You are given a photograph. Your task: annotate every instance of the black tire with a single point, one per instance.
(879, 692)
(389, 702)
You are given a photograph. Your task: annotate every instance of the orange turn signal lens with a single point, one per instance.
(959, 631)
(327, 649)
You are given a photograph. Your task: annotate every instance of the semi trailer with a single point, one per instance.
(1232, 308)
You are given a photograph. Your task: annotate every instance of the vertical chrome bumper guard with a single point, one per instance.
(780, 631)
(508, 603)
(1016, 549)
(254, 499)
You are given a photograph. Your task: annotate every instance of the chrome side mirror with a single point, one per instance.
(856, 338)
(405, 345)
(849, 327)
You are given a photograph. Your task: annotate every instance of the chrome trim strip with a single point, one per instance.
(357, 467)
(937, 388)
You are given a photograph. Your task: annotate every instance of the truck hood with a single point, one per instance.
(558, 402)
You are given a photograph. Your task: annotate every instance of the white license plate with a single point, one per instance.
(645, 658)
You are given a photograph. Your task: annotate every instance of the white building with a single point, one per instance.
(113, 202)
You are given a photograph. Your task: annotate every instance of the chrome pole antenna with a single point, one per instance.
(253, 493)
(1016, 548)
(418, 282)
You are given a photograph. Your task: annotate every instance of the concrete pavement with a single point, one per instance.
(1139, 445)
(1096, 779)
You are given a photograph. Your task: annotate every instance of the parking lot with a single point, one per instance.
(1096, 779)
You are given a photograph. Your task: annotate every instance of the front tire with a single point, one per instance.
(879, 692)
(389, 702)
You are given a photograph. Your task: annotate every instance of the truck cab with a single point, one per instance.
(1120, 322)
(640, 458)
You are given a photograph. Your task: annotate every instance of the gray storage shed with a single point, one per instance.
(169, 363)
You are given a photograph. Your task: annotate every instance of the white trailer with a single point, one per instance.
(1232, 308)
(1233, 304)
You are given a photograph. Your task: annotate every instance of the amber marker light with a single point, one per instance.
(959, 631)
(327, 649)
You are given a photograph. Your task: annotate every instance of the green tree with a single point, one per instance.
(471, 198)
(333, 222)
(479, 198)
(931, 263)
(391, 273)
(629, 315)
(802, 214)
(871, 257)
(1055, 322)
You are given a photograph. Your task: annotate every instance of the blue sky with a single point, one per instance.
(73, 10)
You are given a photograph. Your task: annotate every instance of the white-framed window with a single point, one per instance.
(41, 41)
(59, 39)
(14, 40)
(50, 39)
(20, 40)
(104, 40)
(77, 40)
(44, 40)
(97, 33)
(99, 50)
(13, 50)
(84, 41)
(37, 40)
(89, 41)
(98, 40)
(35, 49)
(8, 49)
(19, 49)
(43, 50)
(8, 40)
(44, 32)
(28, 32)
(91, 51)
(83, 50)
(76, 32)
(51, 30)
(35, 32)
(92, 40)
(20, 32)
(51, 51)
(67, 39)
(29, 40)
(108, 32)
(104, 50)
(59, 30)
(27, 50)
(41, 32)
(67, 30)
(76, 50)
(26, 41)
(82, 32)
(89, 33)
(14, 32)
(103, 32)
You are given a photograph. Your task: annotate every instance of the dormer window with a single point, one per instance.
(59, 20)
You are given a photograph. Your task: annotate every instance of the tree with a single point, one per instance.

Required action -
Would you reproduce the material above exactly as it reads?

Answer section -
You are given a photograph. Your task: annotate every instance of the black tire with a single point, one per instance.
(879, 692)
(389, 702)
You are given a photograph. Your task: annotate every instance of the orange turn signal lens with a single point, one per instance.
(959, 631)
(327, 649)
You are given a photograph. Your task: annotate every instance of the semi trailer with a single point, one per instance.
(1232, 308)
You are given a photograph. Your task: annotate every instance of the vertical chrome bumper guard with a single point, one per instance.
(780, 631)
(508, 603)
(1016, 549)
(254, 499)
You are given a photograph. Your task: annotate every instance of the chrome side mirror with a single point, one per instance.
(856, 338)
(405, 345)
(849, 327)
You are given a photograph. Your task: annotate every instance of the chrome trim strip with a single point, one per instance.
(357, 467)
(937, 388)
You are given a photograph. Your task: annotate every instance of the truck hood with a single point, one per instance.
(558, 402)
You are given a photograph. Your task: annotate every instance of the white license plate with a single point, one per instance.
(645, 658)
You are given a photograph. Your task: annotate every instance of the white building with a single point, one per instance.
(113, 202)
You are given a photograph. Your task: annotate every instance of the chrome pole antenna with a single point, one per instance.
(253, 493)
(1016, 548)
(418, 282)
You are given a photograph. Your task: annotate every instance of the concrete pavement with a single point, one per instance.
(1139, 445)
(1096, 779)
You are given a photograph. Your task: annotate every instance of the parking lot with a single point, one per instance.
(1096, 779)
You are given a photograph. Your task: annotate every instance of the front tire with a single point, one per instance.
(879, 692)
(389, 702)
You are given a photograph. Your task: annotate every instance of the truck cab with a single point, one per instance.
(1120, 322)
(640, 458)
You are given a photograph. Your task: annotate every instance of the gray storage shed with a single point, one per instance.
(169, 363)
You are given a photograph. Your task: annotate every instance of the white trailer with a single point, one per instance.
(1232, 308)
(1233, 304)
You are given a photograph. Your task: annotate every instance of the amber marker light with a single point, one per instance.
(959, 631)
(327, 649)
You are given a photograph. Your task: annotate every instance of the green tree with a single point, one per instance.
(471, 198)
(333, 222)
(479, 198)
(931, 263)
(391, 273)
(629, 315)
(802, 214)
(871, 257)
(1055, 322)
You are given a photograph. Your task: annotate every instance of the blue sky with a single point, one per instance.
(73, 10)
You are given a photograph. Your task: annotate every instance of the white-framed window with a single point, one per instance.
(41, 41)
(59, 39)
(14, 40)
(50, 39)
(20, 40)
(104, 40)
(77, 40)
(44, 40)
(97, 33)
(99, 50)
(13, 50)
(84, 41)
(37, 40)
(89, 41)
(98, 40)
(35, 49)
(8, 49)
(19, 49)
(43, 50)
(8, 40)
(44, 32)
(28, 32)
(91, 51)
(83, 50)
(76, 32)
(51, 30)
(35, 32)
(92, 40)
(20, 32)
(51, 51)
(67, 39)
(29, 40)
(108, 32)
(104, 50)
(59, 30)
(27, 50)
(41, 32)
(67, 30)
(76, 50)
(26, 41)
(82, 32)
(89, 33)
(14, 32)
(103, 32)
You are given a photograph. Your task: annotate every instance of the dormer window with a single point, one per instance.
(59, 20)
You are given a photograph. Your task: annotate every instance of the tree with a single point, one per instance.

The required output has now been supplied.